* _Work to be completed_
Each record should be returned exactly as it is written.

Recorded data
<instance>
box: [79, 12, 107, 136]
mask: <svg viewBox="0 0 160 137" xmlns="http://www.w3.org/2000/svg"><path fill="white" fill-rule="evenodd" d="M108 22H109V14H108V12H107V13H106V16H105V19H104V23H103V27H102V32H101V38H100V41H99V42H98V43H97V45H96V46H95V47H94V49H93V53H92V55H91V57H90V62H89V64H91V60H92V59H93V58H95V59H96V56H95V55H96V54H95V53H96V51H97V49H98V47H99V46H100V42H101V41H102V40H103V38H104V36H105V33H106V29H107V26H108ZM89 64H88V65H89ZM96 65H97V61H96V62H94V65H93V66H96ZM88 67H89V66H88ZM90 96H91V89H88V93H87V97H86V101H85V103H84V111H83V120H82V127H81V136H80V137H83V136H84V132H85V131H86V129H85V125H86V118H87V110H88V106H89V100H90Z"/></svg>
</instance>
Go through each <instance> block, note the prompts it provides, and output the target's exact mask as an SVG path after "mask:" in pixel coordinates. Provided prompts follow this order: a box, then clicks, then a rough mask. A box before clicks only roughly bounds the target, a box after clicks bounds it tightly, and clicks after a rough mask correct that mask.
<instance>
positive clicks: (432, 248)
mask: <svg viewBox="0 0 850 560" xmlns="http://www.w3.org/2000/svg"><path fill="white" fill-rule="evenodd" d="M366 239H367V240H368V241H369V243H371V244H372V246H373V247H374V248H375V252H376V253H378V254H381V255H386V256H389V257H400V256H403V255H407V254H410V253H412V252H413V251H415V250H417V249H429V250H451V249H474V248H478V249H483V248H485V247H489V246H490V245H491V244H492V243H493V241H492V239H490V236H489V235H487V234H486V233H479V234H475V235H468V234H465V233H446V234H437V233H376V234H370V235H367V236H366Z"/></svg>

* _Solution to this problem_
<instance>
box: [79, 12, 107, 136]
mask: <svg viewBox="0 0 160 137" xmlns="http://www.w3.org/2000/svg"><path fill="white" fill-rule="evenodd" d="M108 22H109V14H108V12H107V13H106V16H105V19H104V23H103V27H102V32H101V38H100V41H99V42H98V43H97V45H96V46H95V47H94V49H93V53H92V55H91V57H90V62H89V64H91V60H92V59H93V58H95V59H96V56H95V55H96V54H95V53H96V51H97V49H98V47H99V46H100V42H101V41H102V40H103V38H104V36H105V33H106V29H107V26H108ZM89 64H88V65H89ZM96 65H97V61H96V62H94V65H93V66H96ZM88 67H89V66H88ZM90 96H91V89H88V93H87V97H86V101H85V103H84V111H83V120H82V127H81V136H80V137H83V136H84V132H85V131H86V129H85V125H86V118H87V110H88V106H89V100H90Z"/></svg>
</instance>
Go through each <instance> block, note the prompts it provides, and output the target's exact mask as an SVG path after "mask:" in pixel coordinates. Provided prompts follow this order: a box, then clicks, then a rough mask. A box before clicks only roughly bounds the target, a box after clicks bounds it tightly, and clicks after a rough mask correct that mask.
<instance>
positive clicks: (432, 248)
mask: <svg viewBox="0 0 850 560" xmlns="http://www.w3.org/2000/svg"><path fill="white" fill-rule="evenodd" d="M366 239H367V240H368V241H369V243H371V244H372V246H373V247H374V248H375V252H376V253H378V254H381V255H386V256H389V257H400V256H403V255H407V254H410V253H412V252H413V251H415V250H417V249H429V250H451V249H474V248H478V249H483V248H485V247H489V246H490V245H491V244H492V243H493V241H492V239H490V236H489V235H487V234H486V233H479V234H475V235H468V234H465V233H446V234H437V233H376V234H370V235H367V236H366Z"/></svg>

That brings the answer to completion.